Prompt: Reproduce every one of the following records word for word, preserving each line as it stands.

* * *

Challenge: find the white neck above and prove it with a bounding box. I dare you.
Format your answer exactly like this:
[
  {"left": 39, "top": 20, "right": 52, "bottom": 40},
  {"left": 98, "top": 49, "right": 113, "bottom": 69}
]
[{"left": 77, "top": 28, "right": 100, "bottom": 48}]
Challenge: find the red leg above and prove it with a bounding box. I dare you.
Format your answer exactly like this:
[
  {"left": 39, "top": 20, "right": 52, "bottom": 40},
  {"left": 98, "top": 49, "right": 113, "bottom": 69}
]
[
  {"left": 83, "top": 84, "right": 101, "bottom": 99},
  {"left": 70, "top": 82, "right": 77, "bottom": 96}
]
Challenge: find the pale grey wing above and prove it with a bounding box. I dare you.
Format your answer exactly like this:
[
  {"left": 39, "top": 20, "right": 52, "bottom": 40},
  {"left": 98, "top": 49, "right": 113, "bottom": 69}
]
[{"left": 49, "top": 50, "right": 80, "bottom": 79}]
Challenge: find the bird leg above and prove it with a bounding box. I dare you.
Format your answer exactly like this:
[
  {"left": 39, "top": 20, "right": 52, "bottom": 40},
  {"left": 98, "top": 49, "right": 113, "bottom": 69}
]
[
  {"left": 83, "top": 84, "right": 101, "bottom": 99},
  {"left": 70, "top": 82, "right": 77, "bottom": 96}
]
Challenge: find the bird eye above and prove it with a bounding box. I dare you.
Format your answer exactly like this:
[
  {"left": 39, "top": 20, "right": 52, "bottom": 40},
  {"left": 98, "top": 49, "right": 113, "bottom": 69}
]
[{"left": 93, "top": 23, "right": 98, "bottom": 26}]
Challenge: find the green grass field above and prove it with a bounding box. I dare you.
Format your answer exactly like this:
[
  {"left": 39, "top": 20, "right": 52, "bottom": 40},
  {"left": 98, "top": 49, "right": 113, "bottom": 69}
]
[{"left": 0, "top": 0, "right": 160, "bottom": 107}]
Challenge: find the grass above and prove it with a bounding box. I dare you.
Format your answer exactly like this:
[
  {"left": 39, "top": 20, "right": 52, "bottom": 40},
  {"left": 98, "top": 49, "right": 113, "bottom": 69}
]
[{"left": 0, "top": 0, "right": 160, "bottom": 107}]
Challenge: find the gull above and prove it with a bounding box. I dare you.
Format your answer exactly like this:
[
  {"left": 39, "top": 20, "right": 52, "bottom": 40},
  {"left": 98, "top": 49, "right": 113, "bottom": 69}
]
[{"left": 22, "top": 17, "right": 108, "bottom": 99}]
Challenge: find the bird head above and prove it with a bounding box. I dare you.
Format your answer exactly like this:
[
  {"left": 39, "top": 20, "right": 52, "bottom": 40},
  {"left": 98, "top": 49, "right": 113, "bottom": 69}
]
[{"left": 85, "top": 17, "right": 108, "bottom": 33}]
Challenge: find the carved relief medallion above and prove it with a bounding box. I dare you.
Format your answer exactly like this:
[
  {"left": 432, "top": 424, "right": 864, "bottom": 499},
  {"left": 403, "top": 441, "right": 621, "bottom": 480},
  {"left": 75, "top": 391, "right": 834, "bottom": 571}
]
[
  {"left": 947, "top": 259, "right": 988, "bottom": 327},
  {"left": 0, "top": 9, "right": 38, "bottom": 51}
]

* * *

Finished task:
Challenge: find the white neck above and prove it with a bounding box. I dare you.
Format your answer exactly like this:
[
  {"left": 39, "top": 20, "right": 52, "bottom": 40},
  {"left": 98, "top": 49, "right": 113, "bottom": 69}
]
[{"left": 77, "top": 28, "right": 100, "bottom": 48}]
Challenge: find the red leg above and prove it with a bounding box. I dare you.
Format your answer exactly like this:
[
  {"left": 39, "top": 20, "right": 52, "bottom": 40},
  {"left": 98, "top": 49, "right": 113, "bottom": 69}
]
[
  {"left": 83, "top": 84, "right": 101, "bottom": 99},
  {"left": 70, "top": 82, "right": 77, "bottom": 96}
]
Challenge: find the pale grey wing above and prove it with a bounding box. I dare you.
Format your answer exactly like this:
[
  {"left": 39, "top": 20, "right": 52, "bottom": 40},
  {"left": 98, "top": 49, "right": 113, "bottom": 69}
]
[{"left": 49, "top": 50, "right": 80, "bottom": 79}]
Challenge: find the bird leg above and prove it with a bounding box. I dare you.
Format your answer exactly like this:
[
  {"left": 39, "top": 20, "right": 52, "bottom": 40},
  {"left": 98, "top": 49, "right": 113, "bottom": 69}
]
[
  {"left": 83, "top": 84, "right": 101, "bottom": 99},
  {"left": 70, "top": 82, "right": 77, "bottom": 96}
]
Challenge: find the bird eye above and prove it with a bounding box. I dare you.
Format your answer exactly like this:
[
  {"left": 39, "top": 20, "right": 52, "bottom": 40},
  {"left": 98, "top": 49, "right": 113, "bottom": 69}
]
[{"left": 93, "top": 23, "right": 98, "bottom": 26}]
Challenge: find the green grass field above and prove it with a bounding box. I dare you.
Format your answer exactly like this:
[
  {"left": 39, "top": 20, "right": 52, "bottom": 40},
  {"left": 98, "top": 49, "right": 113, "bottom": 69}
]
[{"left": 0, "top": 0, "right": 160, "bottom": 107}]
Challenge: find the grass above and prove it with a bounding box. I dare you.
Format your answer exactly like this:
[
  {"left": 39, "top": 20, "right": 52, "bottom": 40},
  {"left": 98, "top": 49, "right": 113, "bottom": 69}
]
[{"left": 0, "top": 0, "right": 160, "bottom": 107}]
Challenge: find the gull above and prove it with a bounding box. I dare you.
Format your answer exactly like this:
[
  {"left": 39, "top": 20, "right": 52, "bottom": 40},
  {"left": 98, "top": 49, "right": 113, "bottom": 69}
]
[{"left": 22, "top": 17, "right": 108, "bottom": 99}]
Challenge: find the bird head above and prove it with a bounding box. I dare you.
Format your answer exactly like this:
[
  {"left": 39, "top": 20, "right": 52, "bottom": 40},
  {"left": 98, "top": 49, "right": 113, "bottom": 69}
]
[{"left": 85, "top": 17, "right": 108, "bottom": 33}]
Challenge: find the carved relief medallion above and prove it with a bounding box. I dare you.
Format your answer exactly like this:
[
  {"left": 432, "top": 424, "right": 864, "bottom": 499},
  {"left": 403, "top": 441, "right": 621, "bottom": 480},
  {"left": 75, "top": 391, "right": 834, "bottom": 571}
]
[
  {"left": 947, "top": 259, "right": 988, "bottom": 327},
  {"left": 0, "top": 9, "right": 38, "bottom": 51}
]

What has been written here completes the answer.